OBJECTIF DE LA TÂCHE: Dans le texte sur les poètes-médecins ci-dessous, réécrivez plus brièvement le paragraphe qui commence par «On peut très bien concilier» en conservant ses faits principaux.

PASSAGE À EXAMINER:
On peut très bien concilier médecine et poésie. Loin de s’exclure, ces deux arts se nourrissent l’un de l’autre. Julie Delaloye, Yves Namur et Emmanuel Venet pratiquent ces deux arts et ne s’en portent que mieux… Ils se sont réunis à l’Unifr, le 30 mars dernier, dans le cadre d’un colloque international intitulé «La figure du poète-médecin XXe-XXIe siècles».
Captation de la table ronde.
«Troubadour», «ménestrel», voici les synonymes mentionnés par Le Larousse sous le terme de «poète». Des mots à connotation allègre, divertissante, voire farfelue, qui n’évoquent pas forcément la rigueur, surtout quand on les appose à la profession de médecin: médecin-poète, chirurgien-ménestrel, psychiatre-troubadour! «Il se peut qu’un patient craigne de se faire opérer par un chirurgien-poète, de peur que celui-ci ne s’extasie devant ses intestins. Le poète passe pour quelqu’un de pas très sérieux», reconnaît Yves Namur, médecin et écrivain belge.

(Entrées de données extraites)
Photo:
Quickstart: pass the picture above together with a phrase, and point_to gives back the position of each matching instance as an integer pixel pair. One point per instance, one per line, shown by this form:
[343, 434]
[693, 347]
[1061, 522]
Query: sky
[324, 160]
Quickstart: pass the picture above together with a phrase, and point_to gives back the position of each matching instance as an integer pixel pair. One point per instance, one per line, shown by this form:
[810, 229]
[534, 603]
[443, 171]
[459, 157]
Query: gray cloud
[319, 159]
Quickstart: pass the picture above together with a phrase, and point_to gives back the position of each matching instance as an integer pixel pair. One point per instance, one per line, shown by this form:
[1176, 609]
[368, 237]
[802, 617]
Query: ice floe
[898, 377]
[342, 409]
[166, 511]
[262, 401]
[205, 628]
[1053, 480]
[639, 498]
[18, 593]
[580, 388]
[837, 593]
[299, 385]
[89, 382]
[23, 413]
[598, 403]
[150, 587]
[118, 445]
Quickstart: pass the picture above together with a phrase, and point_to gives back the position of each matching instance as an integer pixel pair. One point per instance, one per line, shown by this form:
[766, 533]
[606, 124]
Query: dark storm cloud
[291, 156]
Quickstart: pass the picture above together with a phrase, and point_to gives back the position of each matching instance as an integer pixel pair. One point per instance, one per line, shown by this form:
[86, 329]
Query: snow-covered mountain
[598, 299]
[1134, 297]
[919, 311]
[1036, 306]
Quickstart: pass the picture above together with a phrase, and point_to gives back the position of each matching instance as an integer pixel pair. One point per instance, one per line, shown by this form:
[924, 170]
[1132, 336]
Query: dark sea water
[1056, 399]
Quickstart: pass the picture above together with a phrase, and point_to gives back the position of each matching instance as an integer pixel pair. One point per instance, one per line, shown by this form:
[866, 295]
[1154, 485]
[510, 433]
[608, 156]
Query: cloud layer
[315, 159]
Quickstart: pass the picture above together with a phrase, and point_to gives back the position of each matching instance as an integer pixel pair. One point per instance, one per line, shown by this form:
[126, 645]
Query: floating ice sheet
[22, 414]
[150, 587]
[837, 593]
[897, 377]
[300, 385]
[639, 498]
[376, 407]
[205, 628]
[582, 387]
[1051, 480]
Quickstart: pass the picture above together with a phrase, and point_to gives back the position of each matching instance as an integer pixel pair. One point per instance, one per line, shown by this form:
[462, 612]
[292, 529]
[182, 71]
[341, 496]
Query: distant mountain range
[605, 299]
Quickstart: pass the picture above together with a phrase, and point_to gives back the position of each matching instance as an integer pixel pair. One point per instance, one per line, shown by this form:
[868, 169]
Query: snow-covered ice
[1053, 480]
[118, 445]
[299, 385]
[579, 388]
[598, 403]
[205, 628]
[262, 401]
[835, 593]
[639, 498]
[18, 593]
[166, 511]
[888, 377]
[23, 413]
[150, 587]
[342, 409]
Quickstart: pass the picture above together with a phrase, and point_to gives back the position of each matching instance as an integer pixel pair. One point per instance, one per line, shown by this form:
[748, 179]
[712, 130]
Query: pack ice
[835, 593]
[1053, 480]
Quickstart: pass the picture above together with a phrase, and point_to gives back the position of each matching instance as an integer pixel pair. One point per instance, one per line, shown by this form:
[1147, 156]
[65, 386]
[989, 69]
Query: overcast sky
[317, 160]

EXERCICE RÉALISÉ: Médecine et poésie sont compatibles et s'enrichissent mutuellement. Julie Delaloye, Yves Namur et Emmanuel Venet pratiquent ces deux arts. Ils se sont réunis à l'Unifr le 30 mars dernier, lors du colloque international «La figure du poète-médecin XXe-XXIe siècles».